### RECORDED DATA ###

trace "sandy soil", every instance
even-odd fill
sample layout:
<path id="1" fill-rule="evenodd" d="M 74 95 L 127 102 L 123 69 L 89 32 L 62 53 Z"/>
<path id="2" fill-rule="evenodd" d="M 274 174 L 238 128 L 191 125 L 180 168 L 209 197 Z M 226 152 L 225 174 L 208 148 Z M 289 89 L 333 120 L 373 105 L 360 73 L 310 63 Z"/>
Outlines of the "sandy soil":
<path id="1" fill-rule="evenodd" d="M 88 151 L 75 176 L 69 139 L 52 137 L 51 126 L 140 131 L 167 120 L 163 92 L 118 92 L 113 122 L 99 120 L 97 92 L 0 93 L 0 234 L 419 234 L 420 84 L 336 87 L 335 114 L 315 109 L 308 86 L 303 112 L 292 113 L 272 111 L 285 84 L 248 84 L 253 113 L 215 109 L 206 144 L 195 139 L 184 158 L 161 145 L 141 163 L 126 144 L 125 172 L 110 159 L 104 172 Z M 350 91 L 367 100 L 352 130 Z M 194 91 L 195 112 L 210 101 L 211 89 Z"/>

###

TASK - Copy out the record above word for word.

THE REPLY -
trace "sandy soil", every instance
even-odd fill
sample layout:
<path id="1" fill-rule="evenodd" d="M 74 95 L 127 102 L 123 69 L 89 32 L 62 53 Z"/>
<path id="2" fill-rule="evenodd" d="M 274 174 L 238 128 L 191 125 L 180 168 L 209 197 Z M 226 152 L 225 174 L 208 148 Z M 289 89 L 333 120 L 373 105 L 360 73 L 310 63 Z"/>
Outlines of the "sandy soil":
<path id="1" fill-rule="evenodd" d="M 88 151 L 75 176 L 69 139 L 52 137 L 51 126 L 140 131 L 167 120 L 163 92 L 118 92 L 113 122 L 99 120 L 97 92 L 0 93 L 0 234 L 419 234 L 420 84 L 336 87 L 335 114 L 315 109 L 308 86 L 303 112 L 292 113 L 272 111 L 285 84 L 248 84 L 253 113 L 215 109 L 206 144 L 195 139 L 184 158 L 161 145 L 141 163 L 126 144 L 125 172 L 110 159 L 104 172 Z M 350 91 L 367 100 L 352 130 Z M 194 91 L 195 112 L 210 101 L 211 89 Z"/>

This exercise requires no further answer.